Task objective: Look through the listing below and write out exactly the lines from the line with "column 440, row 464" to the line with "column 170, row 33", both included, and no others.

################

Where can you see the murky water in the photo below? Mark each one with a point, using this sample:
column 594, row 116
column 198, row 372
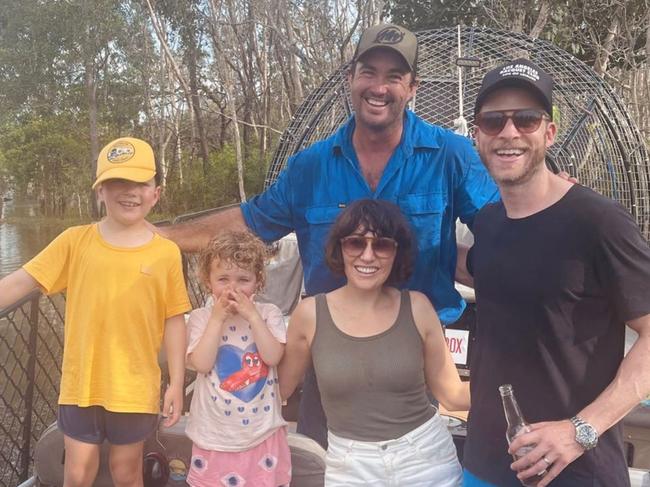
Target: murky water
column 24, row 235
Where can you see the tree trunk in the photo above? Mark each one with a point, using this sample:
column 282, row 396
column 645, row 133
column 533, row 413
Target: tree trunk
column 542, row 19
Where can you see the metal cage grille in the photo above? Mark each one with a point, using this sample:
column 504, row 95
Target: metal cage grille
column 597, row 141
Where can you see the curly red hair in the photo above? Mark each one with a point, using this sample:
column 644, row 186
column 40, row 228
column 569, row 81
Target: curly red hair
column 237, row 247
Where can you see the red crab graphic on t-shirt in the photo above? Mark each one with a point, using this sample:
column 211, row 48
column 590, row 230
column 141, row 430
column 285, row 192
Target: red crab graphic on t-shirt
column 253, row 369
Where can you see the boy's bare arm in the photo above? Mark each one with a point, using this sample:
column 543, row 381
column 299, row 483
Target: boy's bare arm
column 15, row 286
column 194, row 235
column 174, row 340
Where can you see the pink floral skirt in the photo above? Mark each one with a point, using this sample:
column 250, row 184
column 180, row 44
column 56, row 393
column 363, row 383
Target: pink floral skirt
column 265, row 465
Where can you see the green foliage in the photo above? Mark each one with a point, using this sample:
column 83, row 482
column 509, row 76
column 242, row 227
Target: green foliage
column 432, row 14
column 196, row 192
column 46, row 157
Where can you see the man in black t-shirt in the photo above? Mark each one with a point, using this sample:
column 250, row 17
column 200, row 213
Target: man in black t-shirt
column 558, row 271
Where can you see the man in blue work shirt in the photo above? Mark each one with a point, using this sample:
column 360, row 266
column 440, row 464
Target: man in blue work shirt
column 383, row 151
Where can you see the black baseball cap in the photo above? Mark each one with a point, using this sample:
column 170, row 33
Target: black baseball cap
column 520, row 73
column 390, row 36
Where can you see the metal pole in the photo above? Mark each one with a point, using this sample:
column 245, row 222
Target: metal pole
column 29, row 393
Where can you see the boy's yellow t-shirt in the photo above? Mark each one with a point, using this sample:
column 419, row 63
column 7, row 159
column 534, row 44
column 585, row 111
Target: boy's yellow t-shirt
column 117, row 301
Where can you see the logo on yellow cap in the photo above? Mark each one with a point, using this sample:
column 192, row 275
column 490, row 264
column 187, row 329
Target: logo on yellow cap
column 122, row 151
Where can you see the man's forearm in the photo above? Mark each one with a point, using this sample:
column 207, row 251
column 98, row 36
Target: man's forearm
column 629, row 387
column 194, row 235
column 175, row 346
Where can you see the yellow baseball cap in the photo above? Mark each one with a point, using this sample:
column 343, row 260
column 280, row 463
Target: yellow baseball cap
column 126, row 158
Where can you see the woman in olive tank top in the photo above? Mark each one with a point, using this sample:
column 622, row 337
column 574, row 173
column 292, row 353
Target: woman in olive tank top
column 375, row 350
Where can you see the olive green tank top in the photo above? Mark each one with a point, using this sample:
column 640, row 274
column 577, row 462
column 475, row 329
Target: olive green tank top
column 372, row 388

################

The completed task:
column 440, row 464
Target: man in blue work shirt
column 383, row 151
Where can you see the black baseball cap in the photo above? Mark each one with a point, using this sample:
column 170, row 33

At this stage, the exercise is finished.